EXERCISE AIM :: Your answer must be an exact transcription of the lines from the line with "Query: rear wheel" through the final line of the data.

RECORDS SHOWN ::
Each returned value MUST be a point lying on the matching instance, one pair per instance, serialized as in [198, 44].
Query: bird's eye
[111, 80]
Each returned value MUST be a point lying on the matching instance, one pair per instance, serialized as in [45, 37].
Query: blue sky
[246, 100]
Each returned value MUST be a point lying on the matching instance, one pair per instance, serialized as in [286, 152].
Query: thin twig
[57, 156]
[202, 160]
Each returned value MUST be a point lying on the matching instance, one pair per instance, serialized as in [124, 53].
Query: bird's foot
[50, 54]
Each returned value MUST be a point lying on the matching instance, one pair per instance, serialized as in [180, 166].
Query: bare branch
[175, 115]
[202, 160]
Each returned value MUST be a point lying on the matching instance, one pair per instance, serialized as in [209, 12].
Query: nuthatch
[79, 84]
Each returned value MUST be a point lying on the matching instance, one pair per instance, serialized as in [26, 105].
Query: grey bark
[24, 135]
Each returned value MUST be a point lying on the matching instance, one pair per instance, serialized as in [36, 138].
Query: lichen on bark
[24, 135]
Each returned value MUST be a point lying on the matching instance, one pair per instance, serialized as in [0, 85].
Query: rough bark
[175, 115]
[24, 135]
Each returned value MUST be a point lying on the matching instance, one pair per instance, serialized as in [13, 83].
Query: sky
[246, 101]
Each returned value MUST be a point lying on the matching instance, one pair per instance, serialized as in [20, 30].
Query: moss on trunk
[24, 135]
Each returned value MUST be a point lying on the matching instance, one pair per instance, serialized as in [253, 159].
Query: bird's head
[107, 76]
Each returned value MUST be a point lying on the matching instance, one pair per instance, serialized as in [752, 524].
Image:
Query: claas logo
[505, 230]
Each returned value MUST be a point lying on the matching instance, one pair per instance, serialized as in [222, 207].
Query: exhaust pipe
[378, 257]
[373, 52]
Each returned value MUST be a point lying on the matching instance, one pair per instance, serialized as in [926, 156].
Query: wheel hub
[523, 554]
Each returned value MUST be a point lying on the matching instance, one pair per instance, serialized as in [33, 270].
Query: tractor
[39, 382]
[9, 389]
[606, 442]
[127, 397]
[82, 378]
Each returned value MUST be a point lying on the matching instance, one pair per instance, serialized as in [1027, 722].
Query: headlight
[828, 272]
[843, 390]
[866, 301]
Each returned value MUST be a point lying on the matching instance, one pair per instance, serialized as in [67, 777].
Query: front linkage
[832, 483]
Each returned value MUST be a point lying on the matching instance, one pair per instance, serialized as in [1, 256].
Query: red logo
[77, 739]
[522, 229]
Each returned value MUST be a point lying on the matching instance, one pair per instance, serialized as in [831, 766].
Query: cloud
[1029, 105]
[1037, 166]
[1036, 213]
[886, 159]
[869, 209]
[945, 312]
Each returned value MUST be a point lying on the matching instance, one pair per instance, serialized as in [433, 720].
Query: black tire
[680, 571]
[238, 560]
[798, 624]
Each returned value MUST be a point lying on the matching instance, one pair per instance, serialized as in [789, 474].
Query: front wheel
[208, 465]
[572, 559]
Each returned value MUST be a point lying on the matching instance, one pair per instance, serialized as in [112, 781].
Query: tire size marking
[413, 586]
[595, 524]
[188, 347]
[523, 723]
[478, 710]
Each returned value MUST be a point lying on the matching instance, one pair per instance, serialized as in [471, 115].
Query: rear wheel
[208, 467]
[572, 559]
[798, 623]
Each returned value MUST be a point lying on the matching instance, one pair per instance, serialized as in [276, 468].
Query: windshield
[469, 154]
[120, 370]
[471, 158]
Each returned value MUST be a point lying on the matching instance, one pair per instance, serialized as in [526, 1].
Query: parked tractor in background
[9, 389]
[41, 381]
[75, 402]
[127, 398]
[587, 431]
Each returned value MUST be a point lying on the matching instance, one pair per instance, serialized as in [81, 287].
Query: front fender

REPLY TO THE EXERCISE ::
Query: rear wheel
[208, 467]
[572, 559]
[798, 623]
Each returned value MUST be a point lying on the matching instance, one pair per instance, serialized as in [276, 468].
Query: windshield
[469, 154]
[120, 370]
[471, 158]
Each returned value MUST be a point lying on the matching instance, one pair per instance, serialized as in [526, 1].
Query: parked tractor in background
[9, 389]
[41, 381]
[75, 402]
[127, 398]
[587, 431]
Each returned value MUST be a point lying on the matching instance, one pair per instance, serialized as in [81, 287].
Query: front fender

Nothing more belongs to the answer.